++++ Given passage
The Serapeum of Alexandria in Ptolemaic Egypt was a temple built by Ptolemy III (reigned 246–222 BCE) and dedicated to Serapis, the syncretic Hellenistic-Egyptian god who was made the protector of Alexandria. By all detailed accounts, the Serapeum was the largest and most magnificent of all temples in the Greek quarter of Alexandria. The geographer Strabo tells that this stood in the west of the city. Nothing now remains above ground.
The Serapeum in Alexandria was destroyed by a Christian crowd or Roman soldiers in 391. Two conflicting accounts for the context of the destruction of the Serapeum exist.
A film called Agora was released in 2009 depicting these and other events, with semi-historical accuracy .
++++++++
++++ Entries shown
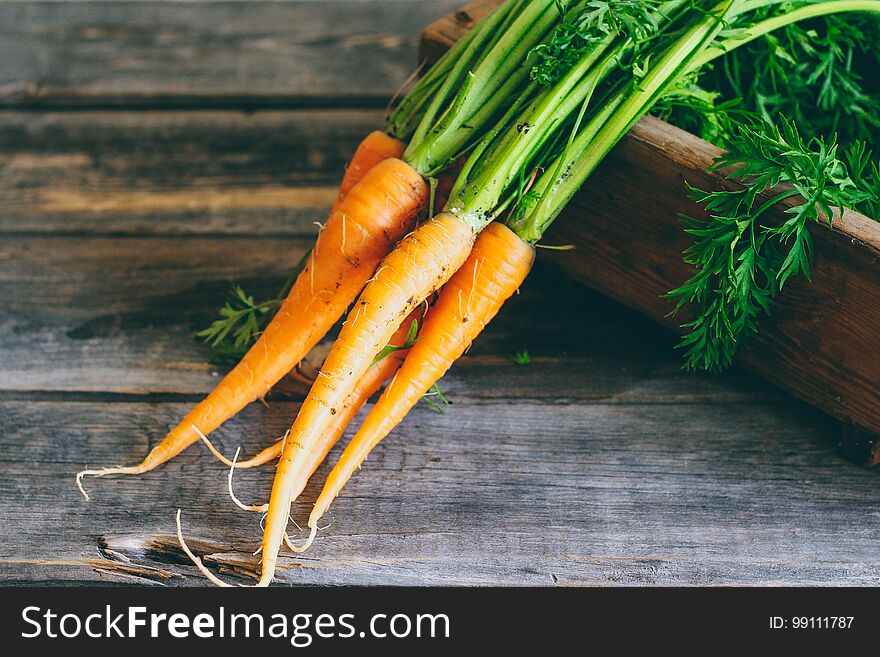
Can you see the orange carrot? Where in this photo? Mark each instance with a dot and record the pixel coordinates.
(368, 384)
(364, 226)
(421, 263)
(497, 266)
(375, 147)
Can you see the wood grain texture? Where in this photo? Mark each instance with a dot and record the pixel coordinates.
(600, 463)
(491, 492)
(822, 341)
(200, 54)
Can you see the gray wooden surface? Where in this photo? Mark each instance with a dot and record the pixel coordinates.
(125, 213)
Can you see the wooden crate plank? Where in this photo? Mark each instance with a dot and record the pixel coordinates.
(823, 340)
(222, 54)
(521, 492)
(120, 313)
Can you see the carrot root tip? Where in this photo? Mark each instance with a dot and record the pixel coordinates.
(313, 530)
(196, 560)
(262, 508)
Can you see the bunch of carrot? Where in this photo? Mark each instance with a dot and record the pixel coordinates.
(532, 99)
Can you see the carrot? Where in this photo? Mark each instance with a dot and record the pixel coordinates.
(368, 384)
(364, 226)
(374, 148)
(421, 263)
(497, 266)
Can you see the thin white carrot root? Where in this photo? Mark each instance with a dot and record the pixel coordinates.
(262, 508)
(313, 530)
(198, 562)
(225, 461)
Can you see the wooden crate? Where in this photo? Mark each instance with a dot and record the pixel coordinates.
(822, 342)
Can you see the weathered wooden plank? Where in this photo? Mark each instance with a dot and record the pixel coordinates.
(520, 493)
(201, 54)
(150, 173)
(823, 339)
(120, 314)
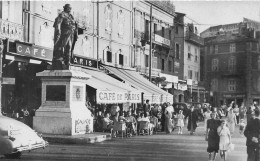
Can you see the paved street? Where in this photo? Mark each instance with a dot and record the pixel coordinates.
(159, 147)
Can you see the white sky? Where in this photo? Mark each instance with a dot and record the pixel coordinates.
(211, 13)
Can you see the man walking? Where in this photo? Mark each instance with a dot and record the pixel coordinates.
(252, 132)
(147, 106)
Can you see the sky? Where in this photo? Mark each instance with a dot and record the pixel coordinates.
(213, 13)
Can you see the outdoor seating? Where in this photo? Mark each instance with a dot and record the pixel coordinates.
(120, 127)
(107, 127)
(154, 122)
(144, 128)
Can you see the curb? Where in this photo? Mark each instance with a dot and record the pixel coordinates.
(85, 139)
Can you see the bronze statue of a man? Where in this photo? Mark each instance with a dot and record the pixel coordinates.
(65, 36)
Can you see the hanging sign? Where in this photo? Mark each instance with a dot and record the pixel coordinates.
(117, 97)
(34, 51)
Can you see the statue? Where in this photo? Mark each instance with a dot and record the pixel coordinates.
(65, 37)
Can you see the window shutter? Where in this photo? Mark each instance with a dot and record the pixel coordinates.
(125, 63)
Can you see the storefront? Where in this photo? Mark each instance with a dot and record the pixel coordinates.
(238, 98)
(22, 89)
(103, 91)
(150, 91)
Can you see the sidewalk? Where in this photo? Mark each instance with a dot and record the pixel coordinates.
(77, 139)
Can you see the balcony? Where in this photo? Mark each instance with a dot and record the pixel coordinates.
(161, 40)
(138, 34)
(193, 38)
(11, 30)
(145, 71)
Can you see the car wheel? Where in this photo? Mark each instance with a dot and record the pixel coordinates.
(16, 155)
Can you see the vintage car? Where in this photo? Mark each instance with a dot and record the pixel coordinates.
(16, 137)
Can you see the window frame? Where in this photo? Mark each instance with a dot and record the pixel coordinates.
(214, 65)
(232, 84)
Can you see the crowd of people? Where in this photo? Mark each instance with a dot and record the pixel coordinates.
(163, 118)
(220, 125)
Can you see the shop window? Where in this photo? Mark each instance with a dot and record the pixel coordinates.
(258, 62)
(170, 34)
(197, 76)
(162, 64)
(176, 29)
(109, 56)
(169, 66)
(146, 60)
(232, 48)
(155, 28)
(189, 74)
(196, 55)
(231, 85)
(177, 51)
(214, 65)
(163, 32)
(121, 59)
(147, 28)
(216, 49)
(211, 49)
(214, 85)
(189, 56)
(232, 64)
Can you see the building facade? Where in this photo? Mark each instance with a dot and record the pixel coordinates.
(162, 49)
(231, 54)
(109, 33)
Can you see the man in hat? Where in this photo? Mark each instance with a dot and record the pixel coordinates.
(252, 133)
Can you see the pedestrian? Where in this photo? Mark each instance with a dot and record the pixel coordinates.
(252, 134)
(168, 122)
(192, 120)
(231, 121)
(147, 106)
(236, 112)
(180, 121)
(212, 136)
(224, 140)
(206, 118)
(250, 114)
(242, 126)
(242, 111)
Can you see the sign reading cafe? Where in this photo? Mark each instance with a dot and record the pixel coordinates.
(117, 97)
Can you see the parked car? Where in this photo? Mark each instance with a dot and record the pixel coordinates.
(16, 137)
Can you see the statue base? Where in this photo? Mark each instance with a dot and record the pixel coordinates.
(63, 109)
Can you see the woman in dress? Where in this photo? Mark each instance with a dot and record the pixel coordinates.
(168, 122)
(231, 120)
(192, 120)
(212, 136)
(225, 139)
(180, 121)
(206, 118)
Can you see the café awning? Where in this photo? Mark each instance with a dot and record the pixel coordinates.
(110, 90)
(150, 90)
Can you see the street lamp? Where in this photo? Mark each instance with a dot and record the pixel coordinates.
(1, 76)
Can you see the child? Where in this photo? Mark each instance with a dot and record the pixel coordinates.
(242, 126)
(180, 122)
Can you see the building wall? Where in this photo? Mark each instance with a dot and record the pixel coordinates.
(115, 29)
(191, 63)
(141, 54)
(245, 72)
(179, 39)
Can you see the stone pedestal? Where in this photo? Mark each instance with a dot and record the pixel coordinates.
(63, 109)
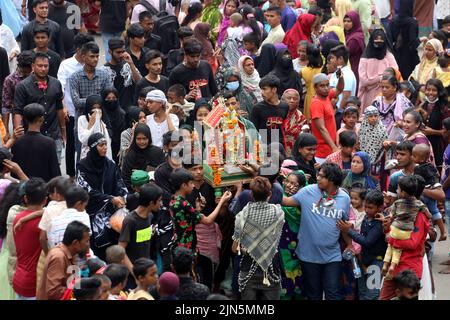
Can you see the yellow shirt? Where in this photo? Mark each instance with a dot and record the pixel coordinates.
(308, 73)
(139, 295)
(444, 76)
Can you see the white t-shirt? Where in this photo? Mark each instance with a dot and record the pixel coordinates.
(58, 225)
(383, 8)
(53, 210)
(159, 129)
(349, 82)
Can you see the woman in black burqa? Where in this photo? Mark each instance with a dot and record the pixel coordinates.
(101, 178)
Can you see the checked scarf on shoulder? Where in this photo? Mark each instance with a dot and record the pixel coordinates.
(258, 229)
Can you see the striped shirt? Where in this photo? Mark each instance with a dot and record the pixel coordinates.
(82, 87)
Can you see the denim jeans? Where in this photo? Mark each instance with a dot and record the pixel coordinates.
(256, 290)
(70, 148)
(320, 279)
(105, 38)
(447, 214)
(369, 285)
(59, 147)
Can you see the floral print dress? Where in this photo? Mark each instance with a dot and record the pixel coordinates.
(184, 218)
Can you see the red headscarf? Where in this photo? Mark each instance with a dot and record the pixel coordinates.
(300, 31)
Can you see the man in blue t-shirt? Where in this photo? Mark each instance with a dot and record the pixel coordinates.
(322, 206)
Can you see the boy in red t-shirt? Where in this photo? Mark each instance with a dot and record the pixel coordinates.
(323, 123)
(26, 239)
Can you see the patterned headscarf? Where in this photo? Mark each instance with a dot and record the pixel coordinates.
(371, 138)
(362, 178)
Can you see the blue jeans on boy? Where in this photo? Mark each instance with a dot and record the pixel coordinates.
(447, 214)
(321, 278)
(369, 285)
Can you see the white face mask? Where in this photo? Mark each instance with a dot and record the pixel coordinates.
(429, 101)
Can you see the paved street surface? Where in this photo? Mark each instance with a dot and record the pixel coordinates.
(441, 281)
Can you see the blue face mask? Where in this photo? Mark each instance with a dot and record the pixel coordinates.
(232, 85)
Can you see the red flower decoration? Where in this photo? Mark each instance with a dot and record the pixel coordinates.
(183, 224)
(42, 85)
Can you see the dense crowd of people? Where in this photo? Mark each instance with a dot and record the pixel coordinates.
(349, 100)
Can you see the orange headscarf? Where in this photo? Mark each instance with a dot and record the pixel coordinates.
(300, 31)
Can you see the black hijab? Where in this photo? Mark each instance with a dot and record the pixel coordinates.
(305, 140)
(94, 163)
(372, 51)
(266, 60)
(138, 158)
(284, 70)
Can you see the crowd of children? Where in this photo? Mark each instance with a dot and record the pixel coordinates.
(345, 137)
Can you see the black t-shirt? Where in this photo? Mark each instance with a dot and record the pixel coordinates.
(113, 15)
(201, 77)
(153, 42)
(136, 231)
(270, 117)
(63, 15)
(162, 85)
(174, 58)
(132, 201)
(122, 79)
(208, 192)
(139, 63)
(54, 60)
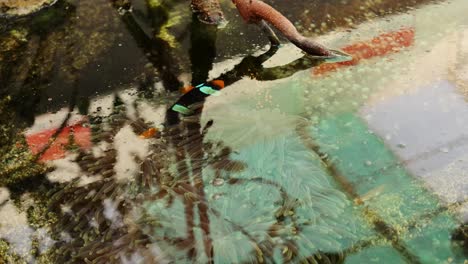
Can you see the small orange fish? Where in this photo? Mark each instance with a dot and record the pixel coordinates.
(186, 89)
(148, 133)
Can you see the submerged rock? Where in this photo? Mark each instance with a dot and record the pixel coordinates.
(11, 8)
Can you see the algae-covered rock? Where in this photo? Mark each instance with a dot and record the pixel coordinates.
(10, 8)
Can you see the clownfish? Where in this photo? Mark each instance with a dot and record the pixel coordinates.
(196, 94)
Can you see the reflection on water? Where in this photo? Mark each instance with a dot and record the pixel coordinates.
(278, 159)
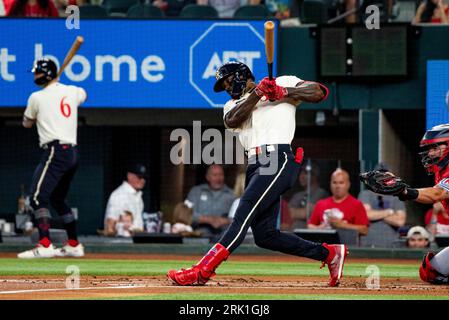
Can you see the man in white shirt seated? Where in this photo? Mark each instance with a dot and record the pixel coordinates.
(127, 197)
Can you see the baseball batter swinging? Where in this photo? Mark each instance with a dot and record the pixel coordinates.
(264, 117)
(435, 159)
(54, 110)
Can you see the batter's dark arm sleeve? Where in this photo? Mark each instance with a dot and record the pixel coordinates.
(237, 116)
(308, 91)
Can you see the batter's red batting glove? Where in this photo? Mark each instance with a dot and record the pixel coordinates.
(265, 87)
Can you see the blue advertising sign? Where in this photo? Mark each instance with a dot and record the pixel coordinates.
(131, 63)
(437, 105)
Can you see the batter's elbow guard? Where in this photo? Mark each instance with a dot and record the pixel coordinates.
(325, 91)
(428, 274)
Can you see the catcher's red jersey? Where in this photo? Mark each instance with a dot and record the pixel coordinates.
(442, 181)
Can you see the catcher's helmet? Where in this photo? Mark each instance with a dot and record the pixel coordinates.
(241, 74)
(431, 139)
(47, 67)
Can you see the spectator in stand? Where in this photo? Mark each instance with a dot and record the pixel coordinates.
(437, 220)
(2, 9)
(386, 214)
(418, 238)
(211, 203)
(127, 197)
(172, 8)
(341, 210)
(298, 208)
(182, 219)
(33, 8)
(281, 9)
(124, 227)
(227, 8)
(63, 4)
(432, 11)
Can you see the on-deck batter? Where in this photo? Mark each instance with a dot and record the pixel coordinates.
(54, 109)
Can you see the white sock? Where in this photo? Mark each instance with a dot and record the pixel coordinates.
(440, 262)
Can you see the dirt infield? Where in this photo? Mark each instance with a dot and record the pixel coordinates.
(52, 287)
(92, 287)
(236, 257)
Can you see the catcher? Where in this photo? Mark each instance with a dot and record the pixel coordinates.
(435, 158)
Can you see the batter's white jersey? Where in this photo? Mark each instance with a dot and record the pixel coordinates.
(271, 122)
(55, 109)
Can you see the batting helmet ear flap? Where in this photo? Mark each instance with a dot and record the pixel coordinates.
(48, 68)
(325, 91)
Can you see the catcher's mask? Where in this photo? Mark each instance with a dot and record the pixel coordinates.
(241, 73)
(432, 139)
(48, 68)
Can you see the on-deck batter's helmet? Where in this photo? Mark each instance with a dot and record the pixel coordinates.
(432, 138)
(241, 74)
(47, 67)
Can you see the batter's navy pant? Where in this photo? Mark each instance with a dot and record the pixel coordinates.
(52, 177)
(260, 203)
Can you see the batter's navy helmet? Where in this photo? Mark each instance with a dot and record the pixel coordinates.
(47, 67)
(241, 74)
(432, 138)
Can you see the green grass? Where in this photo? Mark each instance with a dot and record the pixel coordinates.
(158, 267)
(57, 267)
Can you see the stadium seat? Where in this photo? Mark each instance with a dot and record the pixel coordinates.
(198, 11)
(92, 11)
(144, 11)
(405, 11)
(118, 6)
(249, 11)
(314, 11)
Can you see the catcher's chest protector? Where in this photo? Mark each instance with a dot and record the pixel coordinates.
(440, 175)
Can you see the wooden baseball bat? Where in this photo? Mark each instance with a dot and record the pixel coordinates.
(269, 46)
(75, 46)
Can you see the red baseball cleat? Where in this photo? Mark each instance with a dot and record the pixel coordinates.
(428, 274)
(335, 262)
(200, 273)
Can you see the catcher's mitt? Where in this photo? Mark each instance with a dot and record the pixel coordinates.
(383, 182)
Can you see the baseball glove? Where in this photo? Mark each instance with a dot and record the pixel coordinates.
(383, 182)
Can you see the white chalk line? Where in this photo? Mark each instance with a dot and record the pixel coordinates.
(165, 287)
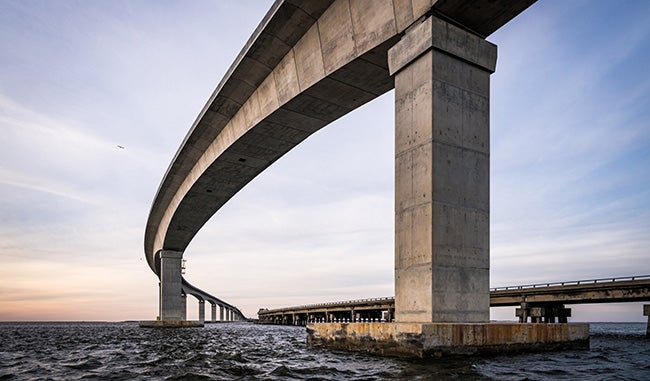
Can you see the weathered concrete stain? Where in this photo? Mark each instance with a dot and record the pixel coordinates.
++++++++
## [Problems]
A – Change "Roman soldiers" to "imperial soldiers" and reproduce the Serapeum passage, starting at "The Serapeum in" and ending at "semi-historical accuracy .".
B – Write what comes next in the text about the Serapeum of Alexandria, continuing after its final sentence.

## [Task-by-task outputs]
A –
The Serapeum in Alexandria was destroyed by a Christian crowd or imperial soldiers in 391. Two conflicting accounts for the context of the destruction of the Serapeum exist.
A film called Agora was released in 2009 depicting these and other events, with semi-historical accuracy .

B –
Several other ancient and modern authors, instead, have interpreted the destruction of the Serapeum in Alexandria as representative of the triumph of Christianity and an example of the attitude of the Christians towards pagans. However, Peter Brown frames it against a long-term backdrop of frequent mob violence in the city, where the Greek and Jewish quarters had fought during four hundred years, since the 1st century BCE. Robert Barron, an American Catholic priest, writes in an article: "Hypatia was indeed a philosopher and she was indeed killed by a Christian mob in 415, but practically everything else about the story that Gibbon and Sagan and Amenábar tell is false. The film stands firmly in the Gibbons/Sagan tradition, presenting Hypatia as a saint of secular rationalism. Sagan’s account found its roots in Edward Gibbons’ version of the story in his deeply anti-Christian classic “The Decline and Fall of the Roman Empire.” In fact, Gibbons was the first to link the murder of Hypatia with the burning down of the Alexandrian library. First, The library of Alexandria was burnt to the ground, not by Christian mobs in the fifth century, but by Julius Caesar’s troops, some 40 years before Jesus was born.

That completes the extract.